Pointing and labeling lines

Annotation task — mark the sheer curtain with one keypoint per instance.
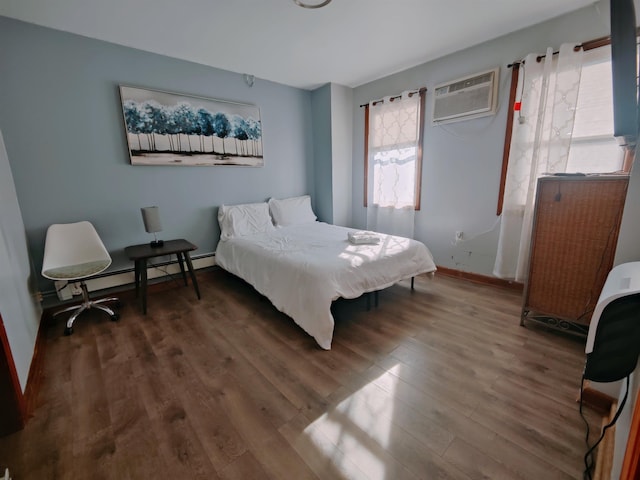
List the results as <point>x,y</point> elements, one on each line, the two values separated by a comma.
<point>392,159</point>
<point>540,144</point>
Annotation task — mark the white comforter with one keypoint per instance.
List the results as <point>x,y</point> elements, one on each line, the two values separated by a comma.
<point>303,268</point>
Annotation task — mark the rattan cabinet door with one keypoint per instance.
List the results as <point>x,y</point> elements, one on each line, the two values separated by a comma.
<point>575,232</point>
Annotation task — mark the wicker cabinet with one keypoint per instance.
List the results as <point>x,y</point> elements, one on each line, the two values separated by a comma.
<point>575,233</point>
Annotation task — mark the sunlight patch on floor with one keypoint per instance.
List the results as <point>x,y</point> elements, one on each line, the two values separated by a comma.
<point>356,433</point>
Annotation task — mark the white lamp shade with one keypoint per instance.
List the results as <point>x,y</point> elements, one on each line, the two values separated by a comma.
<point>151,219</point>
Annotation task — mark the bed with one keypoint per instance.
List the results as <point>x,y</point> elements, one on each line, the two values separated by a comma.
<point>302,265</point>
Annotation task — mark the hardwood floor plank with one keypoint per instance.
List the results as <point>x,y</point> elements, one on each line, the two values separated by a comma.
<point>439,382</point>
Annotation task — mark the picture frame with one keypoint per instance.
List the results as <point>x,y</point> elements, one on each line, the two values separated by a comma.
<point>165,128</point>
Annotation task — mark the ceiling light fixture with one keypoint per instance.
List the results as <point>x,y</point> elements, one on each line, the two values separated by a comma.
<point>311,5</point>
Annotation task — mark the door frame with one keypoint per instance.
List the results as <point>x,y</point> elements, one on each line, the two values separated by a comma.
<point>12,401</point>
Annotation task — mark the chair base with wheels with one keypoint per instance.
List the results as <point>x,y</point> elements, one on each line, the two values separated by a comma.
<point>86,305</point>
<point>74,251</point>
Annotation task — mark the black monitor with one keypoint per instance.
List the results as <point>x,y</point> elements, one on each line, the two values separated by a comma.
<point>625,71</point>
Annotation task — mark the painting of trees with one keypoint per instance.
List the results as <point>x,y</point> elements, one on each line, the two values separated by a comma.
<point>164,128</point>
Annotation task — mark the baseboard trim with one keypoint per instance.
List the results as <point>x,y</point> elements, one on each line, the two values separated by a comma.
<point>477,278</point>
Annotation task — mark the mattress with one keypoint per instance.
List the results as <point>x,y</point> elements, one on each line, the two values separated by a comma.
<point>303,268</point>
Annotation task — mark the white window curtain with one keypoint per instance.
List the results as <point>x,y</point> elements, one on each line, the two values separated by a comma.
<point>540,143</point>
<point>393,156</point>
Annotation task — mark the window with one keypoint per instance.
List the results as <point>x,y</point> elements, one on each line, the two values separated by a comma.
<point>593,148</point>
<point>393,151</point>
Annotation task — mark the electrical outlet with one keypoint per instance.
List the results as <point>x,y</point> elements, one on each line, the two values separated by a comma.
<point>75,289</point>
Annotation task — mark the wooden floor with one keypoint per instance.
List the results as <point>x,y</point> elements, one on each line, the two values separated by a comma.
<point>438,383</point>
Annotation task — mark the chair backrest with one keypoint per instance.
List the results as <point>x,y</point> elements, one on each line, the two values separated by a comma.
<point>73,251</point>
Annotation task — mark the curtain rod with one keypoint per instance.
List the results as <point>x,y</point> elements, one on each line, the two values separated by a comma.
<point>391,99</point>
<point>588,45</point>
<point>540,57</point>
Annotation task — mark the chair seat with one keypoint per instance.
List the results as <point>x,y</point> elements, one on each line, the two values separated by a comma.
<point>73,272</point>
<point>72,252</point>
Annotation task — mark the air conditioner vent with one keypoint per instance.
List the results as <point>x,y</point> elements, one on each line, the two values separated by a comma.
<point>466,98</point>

### WHAT THE TASK ASKS
Transcribe every line above word for word, omitting the pictures.

### TASK RESPONSE
Annotation task — mark the sheer curtain with one keypoint per instance.
List the results as <point>x,y</point> elements, one on each line, the two values separated by a comma.
<point>392,159</point>
<point>540,144</point>
Annotation task — mark the white comforter with one keypoint per instance.
List the results as <point>x,y</point> elements, one on each line, the two values separated by a comma.
<point>303,268</point>
Annotation task — mark the rattan cabinet door with one keypoint per instance.
List the results as <point>x,y</point> elements, one on each line, the two values separated by a comma.
<point>575,232</point>
Annotation task — mark the wicker cabinet with one keypoint per instance.
List the results as <point>x,y</point> elements, one on each line, the two values separated by a comma.
<point>575,233</point>
Annotation task — mark the sunlight patch on floor with one keypoint per instance.
List the results as <point>x,y</point> elements, one on each line, the two values separated by a comma.
<point>356,433</point>
Annotation task — mark the white lamp shade with one keypoint per instance.
List the results as <point>x,y</point> elements, one on each line, the two values separated by a comma.
<point>151,219</point>
Annotation task — mark the bed with one keypoint per instance.
List the results as <point>x,y</point> elements, one on each line, the two values separated by a comma.
<point>302,265</point>
Annotation task — mark the hardwood floor plank with one keypoint per instance.
List the results as <point>x,y</point> elements, one on each line, the two values separated by a comma.
<point>439,382</point>
Annotation task — mark the picture frame with one keypoint per instance.
List the results as <point>x,y</point> elements, one on each line, the two values separated by a comma.
<point>165,128</point>
Annotation task — mark the ceiling light fixture with one keypoint per instance.
List the results as <point>x,y</point> elements, one on each line, the two values separated by a comma.
<point>311,5</point>
Annotation task — mark the door frame with one keypoint per instance.
List the results as <point>x,y</point> elements, one on each line, the two values separated by a comma.
<point>12,401</point>
Annotation task — mark the chair base with wheels with one keypoint per instance.
List the results as <point>x,y</point> elements, one on each line, the two values separated by a comma.
<point>86,305</point>
<point>74,251</point>
Annotation task — mark the black monitor with one keypoint per instance.
List the results as <point>x,y</point> elements, one on each line, the two values separated by a comma.
<point>625,71</point>
Annotation task — mark the painting of trees with one keypoint per instance.
List the results as <point>x,y</point> elements, one on each line, the two values separated by a comma.
<point>164,128</point>
Annotation task — mark the baseboard trim with one keypoint per instance.
List the results as <point>x,y</point> elements, one on each line, the two values separated by a comma.
<point>477,278</point>
Annotation task — mark the mattress with one keypoint per instance.
List the results as <point>x,y</point> elements, one on each line, the two values separated by a comma.
<point>303,268</point>
Annotation task — mark the white window curtain with one keypoint per instance.
List the results as <point>x,y</point> elements, one on each line, the two values separated by a comma.
<point>540,143</point>
<point>393,156</point>
Annotation task — mark the window with one keypoint per instance.
List the results as <point>x,y</point> elements, one on each line, the two values separated by a comma.
<point>593,148</point>
<point>393,151</point>
Annotation task — mark the electrical outlet with one keypoint per instance.
List the results as <point>x,y</point> elements, one on each line, the two values separated by a comma.
<point>75,289</point>
Annotation task — mark the wooden floor with one keypoint per instance.
List the results as <point>x,y</point> elements, one on each line, the two values separated by a comma.
<point>438,383</point>
Annotation task — mark the chair backrest with one keypoint per instance.
List the results as <point>x,y</point> elements, one on each line, the two values separated by a comma.
<point>73,251</point>
Annotation task — mark the curtain rod with one keypoint per instance.
List the results as <point>x,y</point> elements, one on each line, the two values separated by a comma.
<point>391,99</point>
<point>588,45</point>
<point>540,57</point>
Annotation task — mark the chair seat with one keypoint per instance.
List the results as <point>x,y</point> elements, one on each line, the two values separated by a comma.
<point>73,272</point>
<point>72,252</point>
Annotation task — mark the air conditioner vent with one keypoint per instance.
List the results as <point>x,y</point> elements, one on each line, the two values separated by a comma.
<point>466,98</point>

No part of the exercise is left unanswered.